## Work instructions
Transcribe exactly the line that contains "Note: for this drill, pin each instance of the cricket" and each line that comes after it in the material, the last line included, and nothing more.
################
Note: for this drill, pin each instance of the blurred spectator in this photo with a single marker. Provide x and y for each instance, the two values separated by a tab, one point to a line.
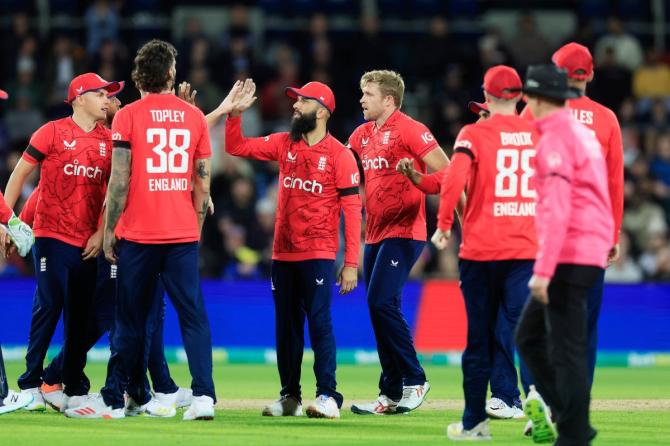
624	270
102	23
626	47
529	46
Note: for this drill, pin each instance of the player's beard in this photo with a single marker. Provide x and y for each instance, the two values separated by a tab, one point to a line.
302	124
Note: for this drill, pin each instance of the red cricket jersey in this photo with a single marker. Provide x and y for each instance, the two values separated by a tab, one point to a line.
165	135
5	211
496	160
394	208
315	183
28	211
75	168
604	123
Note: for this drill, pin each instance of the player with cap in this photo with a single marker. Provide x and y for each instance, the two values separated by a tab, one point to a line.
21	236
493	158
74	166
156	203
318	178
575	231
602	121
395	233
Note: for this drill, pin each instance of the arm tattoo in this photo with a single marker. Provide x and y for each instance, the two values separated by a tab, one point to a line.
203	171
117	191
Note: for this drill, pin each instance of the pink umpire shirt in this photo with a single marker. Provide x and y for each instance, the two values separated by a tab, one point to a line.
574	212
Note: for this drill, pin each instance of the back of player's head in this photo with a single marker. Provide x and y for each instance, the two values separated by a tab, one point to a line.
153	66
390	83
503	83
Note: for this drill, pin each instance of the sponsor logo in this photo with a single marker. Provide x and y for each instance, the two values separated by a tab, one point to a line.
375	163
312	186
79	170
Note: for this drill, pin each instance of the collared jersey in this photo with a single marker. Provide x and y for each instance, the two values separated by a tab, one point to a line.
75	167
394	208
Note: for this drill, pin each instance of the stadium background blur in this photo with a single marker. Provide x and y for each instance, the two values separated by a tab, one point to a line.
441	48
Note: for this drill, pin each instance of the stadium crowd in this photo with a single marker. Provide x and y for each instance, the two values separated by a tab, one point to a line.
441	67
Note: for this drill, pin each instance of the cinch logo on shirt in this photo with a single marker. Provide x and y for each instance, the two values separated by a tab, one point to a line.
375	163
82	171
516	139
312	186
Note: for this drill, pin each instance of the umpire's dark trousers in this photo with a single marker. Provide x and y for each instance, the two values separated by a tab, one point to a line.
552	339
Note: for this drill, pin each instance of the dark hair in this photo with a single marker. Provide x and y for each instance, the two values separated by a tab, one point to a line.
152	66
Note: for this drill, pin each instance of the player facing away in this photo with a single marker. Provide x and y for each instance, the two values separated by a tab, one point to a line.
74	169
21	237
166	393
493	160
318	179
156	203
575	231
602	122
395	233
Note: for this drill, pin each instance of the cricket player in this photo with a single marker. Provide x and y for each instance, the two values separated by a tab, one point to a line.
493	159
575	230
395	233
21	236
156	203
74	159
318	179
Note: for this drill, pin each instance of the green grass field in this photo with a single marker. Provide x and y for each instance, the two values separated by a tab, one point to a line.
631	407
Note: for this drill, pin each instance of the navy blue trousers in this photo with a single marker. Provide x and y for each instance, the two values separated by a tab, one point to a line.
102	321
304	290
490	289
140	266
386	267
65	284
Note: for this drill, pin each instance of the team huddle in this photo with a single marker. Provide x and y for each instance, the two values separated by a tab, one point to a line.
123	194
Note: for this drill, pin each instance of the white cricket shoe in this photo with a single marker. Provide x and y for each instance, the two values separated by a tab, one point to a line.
################
## Solution for this problem
Note: for this drill, pin each instance of the cricket player in this photo with a single marker. Provide x and y for each instance, the two values separated by a tab, one point to a line.
493	159
575	230
395	233
21	236
156	203
74	159
318	179
Note: for this drill, pin each instance of the green grass field in this photo with a single marker. Provide x and y for each instance, the two values separated by a tab, one point to a line.
631	407
Note: for this drill, pin each instance of the navy blue trousers in this photo with a single marker. Provide x and y for each instance, the two values separated by a tab, one point to a line.
102	321
304	290
490	289
140	266
386	267
65	284
Note: for this drill, pin each instance of the team huddle in this photo with a single marker. Provide x and y for each instance, the two values separated by a tab, one point to a line.
123	194
Note: for this drill, pin each instance of the white cricket shoe in this photo with a single marker. Provide x and y for each instance, the two values separated by a tab, one point to a line.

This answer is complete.